-- Data provided follows --
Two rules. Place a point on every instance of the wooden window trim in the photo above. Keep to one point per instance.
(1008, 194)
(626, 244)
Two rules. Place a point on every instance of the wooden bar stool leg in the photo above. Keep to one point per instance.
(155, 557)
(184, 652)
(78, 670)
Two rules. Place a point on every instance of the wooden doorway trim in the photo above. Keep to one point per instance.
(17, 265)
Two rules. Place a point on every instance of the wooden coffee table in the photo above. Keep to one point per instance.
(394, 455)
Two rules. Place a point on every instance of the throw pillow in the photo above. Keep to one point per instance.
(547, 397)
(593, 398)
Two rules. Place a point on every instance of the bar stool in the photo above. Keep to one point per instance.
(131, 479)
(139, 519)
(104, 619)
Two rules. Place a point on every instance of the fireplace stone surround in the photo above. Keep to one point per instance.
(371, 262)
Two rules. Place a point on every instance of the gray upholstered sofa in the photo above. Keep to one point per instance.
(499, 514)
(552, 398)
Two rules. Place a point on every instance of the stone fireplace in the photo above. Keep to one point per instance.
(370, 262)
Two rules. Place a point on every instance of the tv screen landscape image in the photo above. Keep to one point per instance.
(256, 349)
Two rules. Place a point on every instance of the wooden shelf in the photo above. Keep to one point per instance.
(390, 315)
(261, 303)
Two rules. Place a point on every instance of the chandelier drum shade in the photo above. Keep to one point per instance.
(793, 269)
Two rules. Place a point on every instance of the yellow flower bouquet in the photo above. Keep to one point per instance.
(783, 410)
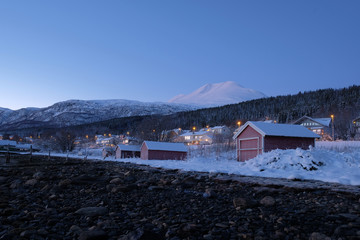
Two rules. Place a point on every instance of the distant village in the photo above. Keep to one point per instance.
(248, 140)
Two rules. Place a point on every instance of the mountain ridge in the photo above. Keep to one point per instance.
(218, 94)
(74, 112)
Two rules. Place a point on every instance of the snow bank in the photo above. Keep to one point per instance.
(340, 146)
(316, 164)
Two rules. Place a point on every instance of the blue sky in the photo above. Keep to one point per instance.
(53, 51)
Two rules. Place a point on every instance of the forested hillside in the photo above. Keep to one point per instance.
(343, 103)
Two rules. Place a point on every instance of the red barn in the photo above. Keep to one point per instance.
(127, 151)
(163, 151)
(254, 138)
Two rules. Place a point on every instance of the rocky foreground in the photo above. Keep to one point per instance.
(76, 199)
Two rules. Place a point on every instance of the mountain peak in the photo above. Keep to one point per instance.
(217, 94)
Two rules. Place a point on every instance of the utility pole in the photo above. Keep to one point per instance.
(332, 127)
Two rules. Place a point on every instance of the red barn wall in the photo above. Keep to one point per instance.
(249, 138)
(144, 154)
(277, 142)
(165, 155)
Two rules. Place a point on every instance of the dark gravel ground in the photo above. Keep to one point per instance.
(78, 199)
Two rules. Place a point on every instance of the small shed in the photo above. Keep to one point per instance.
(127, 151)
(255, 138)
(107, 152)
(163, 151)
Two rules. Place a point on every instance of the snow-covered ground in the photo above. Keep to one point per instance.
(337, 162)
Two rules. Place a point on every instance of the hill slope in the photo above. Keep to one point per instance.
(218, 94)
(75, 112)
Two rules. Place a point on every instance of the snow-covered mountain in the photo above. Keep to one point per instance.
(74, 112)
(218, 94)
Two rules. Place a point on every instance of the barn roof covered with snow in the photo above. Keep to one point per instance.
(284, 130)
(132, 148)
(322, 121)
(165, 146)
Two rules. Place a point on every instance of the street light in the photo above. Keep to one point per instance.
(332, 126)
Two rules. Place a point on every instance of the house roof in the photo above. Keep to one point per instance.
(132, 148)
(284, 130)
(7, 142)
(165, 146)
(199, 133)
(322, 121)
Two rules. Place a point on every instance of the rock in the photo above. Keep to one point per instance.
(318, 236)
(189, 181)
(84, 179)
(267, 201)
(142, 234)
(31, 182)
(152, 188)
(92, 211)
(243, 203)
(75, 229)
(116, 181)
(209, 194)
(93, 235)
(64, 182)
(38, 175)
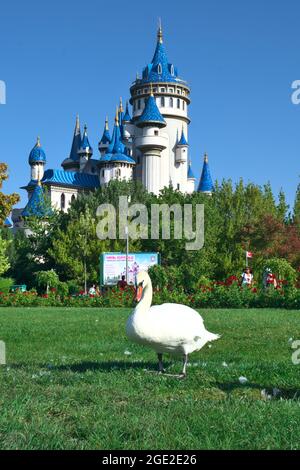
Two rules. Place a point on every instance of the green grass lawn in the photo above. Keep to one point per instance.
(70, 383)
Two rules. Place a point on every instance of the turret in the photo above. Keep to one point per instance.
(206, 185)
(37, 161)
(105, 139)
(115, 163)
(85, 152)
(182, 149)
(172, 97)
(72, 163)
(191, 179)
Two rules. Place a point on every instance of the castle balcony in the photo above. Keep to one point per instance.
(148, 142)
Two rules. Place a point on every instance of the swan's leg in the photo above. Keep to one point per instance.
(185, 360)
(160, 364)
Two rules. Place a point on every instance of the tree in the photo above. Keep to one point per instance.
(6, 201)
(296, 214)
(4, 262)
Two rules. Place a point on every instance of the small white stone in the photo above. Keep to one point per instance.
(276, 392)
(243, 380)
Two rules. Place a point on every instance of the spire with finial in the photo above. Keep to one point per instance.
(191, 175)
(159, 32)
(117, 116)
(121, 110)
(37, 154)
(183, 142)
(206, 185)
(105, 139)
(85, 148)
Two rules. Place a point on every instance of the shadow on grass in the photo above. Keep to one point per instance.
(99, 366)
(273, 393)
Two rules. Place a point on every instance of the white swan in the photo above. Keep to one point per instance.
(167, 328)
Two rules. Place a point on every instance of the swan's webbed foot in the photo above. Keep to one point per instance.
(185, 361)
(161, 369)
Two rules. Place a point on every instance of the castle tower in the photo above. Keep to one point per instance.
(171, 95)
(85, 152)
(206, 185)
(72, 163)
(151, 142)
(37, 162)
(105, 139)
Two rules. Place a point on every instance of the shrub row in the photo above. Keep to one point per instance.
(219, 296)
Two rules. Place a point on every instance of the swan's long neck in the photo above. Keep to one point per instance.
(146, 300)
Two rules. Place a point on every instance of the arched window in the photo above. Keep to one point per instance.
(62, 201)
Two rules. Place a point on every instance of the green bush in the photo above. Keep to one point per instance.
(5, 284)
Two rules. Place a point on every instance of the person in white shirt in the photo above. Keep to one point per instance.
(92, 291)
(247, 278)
-- Data provided concluded --
# What you should do
Write the listing above out again exactly, dropping each image.

# Problem solution
Two rules. Place a point on every instance of the wooden window trim in the photo above. Keep to one point per instance.
(1008, 194)
(626, 244)
Two rules. Place a point on every instance of the wooden bar stool leg in the photo above. Keep to one point per instance.
(155, 557)
(184, 652)
(78, 670)
Two rules. Place a point on every instance of the wooden doorway trim in the photo above. Keep to one point per instance.
(17, 265)
Two rules. Place a point on every instance of the wooden coffee table in the photo above. Keep to one point per instance.
(394, 455)
Two rules. Place a point on every instance of the throw pillow in the photo above. Keep to one point per instance.
(547, 397)
(593, 398)
Two rules. Place a point on every instance of the bar stool in the photo above. Keep to one point per instance.
(131, 479)
(139, 519)
(104, 619)
Two rules. Place a point on every instance of the fireplace stone surround in the photo above. Keep to one point per instance.
(371, 262)
Two rules. Place a point on every instance of the gray upholstered sofa in the photo above. Keep to one point per instance.
(499, 514)
(552, 398)
Two rules. Place a point on every instance of the stone fireplace in the photo above. Keep to one point per instance.
(370, 262)
Two rules. Place a point on every instance of the tv screen landscape image in the photo above. Keep to one point per instance.
(256, 349)
Two rules. Place a point on every instance of the wooden shelf in the photo above. Keep to one point per instance.
(390, 315)
(261, 303)
Two rules. Place a point on every instance of the chandelier drum shade in the photo above. Keep to one point per instance.
(793, 269)
Two rules. Place a point on every instance of the yellow flower bouquet in the photo above. Keep to one point per instance.
(783, 410)
Two rules. Place a point on every instance of the distant village in the photo above. Keep to one point per instance.
(248, 140)
Two rules. Place a point on every instance of the mountain ridge in the photo above. Keep to one point per instance.
(218, 94)
(74, 112)
Two rules. Place a point on every instance of the snow bank in the photo above. Keep to one point per instance.
(340, 146)
(316, 164)
Two rules. Place a point on every instance of the blue sky in the photo above. Keep to one point per instance.
(53, 51)
Two rules. Place a point on every instance of the forested hillside in the photo above. Keep to one point per instance.
(343, 103)
Two rules. Place a point on every instance of the red barn in the photo above. Keep to one point per instance.
(127, 151)
(163, 151)
(254, 138)
Two rules. Place a point on every instance of the rocky foreground in the photo above. Keep to one point per instance.
(76, 199)
Two rules. Place a point on every instance of the mountain peak in the photo above. Keep to one point per instance.
(217, 94)
Two rules. Place a point on every instance of the utility pole in the photo above. Keep to one point per instance.
(332, 127)
Two rules. Place a point on every instance of the red barn wall in the photo above. Keep to one point per instance.
(249, 138)
(144, 154)
(277, 142)
(165, 155)
Two rules. Place a point on every instance of the dark gravel ground in the photo above. Keep to one point per instance.
(78, 199)
Two rules. Place a point on every instance of the small shed in the photo above. Keep to one point per instance.
(127, 151)
(255, 138)
(107, 152)
(163, 151)
Two rules. Place a point on every instance of the snow-covered ground in the photo above. Keep to one point per instance.
(337, 162)
Two rules. Place a point on every instance of the hill slope in the photo above. Keep to one point per instance.
(218, 94)
(75, 112)
Two rules. Place a point on every instance of the snow-covered mountain in the photo above. Keep to one point per instance.
(74, 112)
(218, 94)
Two rules. Place a point on every instance of the barn roof covered with snow in the photo above. Keep to one point per instance.
(284, 130)
(132, 148)
(322, 121)
(165, 146)
Two rules. Place a point on every instance of the street light in the photo above. Keep to one point per instance.
(332, 126)
Two rules. Place a point on every instance of the house roof in the photo above. Keep to one point per instance.
(132, 148)
(284, 130)
(7, 142)
(165, 146)
(199, 133)
(322, 121)
Two rules. Place a point on every instance of the rock in the photo above. Keep to one point per instance.
(318, 236)
(189, 181)
(84, 179)
(267, 201)
(142, 234)
(31, 182)
(152, 188)
(92, 211)
(243, 203)
(75, 229)
(116, 181)
(209, 194)
(93, 235)
(64, 182)
(38, 175)
Two rules. Place a point on every instance of the green grass lawn in the photo above. Keep to one point per instance.
(70, 383)
Two rules. Place a point on every instance of the turret in the photo above. Keep to one point per instance.
(206, 185)
(37, 161)
(105, 139)
(115, 163)
(85, 152)
(182, 149)
(172, 97)
(72, 163)
(191, 179)
Two rules. Place a point on every instance of the castle balcony in the photo above. Keep to one point per instance.
(148, 142)
Two rules. Place a point on every instance of the swan's leg in the photo above. Keep to one point per instance.
(185, 360)
(160, 364)
Two rules. Place a point on every instance of the tree in the photo above. Keep to one point per instance.
(6, 201)
(296, 214)
(4, 262)
Two rules. Place a point on every instance of the small white stone in the photo above. Keep to one point per instance.
(276, 392)
(243, 380)
Two rules. Place a point on every instance of the spire with finial in the photo above. Keep to one point per instance.
(191, 175)
(159, 32)
(117, 116)
(121, 110)
(37, 154)
(183, 142)
(206, 185)
(105, 139)
(85, 148)
Two rules. Place a point on every instance of the shadow on grass in the photo above. Keep to one point per instance.
(99, 366)
(273, 393)
Two rules. Place a point on every instance of the white swan in the photo above. Keep to one point per instance.
(167, 328)
Two rules. Place a point on every instance of the swan's webbed foot in the photo above. Keep to one point per instance.
(185, 361)
(161, 369)
Two rules. Place a point on every instance of the castle tower in the photo above. Keep to one point per instance.
(171, 95)
(85, 152)
(206, 185)
(72, 163)
(151, 142)
(37, 162)
(105, 139)
Two rules. Place a point on every instance of the shrub row in the photo above. Keep to one point per instance.
(219, 296)
Two rules. Place a point on every instance of the swan's long neck in the photo above. Keep to one point per instance.
(146, 300)
Two rules. Place a point on every instance of the arched window in the photo above. Keep to one point per instance.
(62, 201)
Two rules. Place a point on every instance of the green bush in the photo above. Keep to one point per instance.
(5, 284)
Two rules. Place a point on every instance of the person in white shirt in the photo above. Keep to one point per instance.
(92, 291)
(247, 278)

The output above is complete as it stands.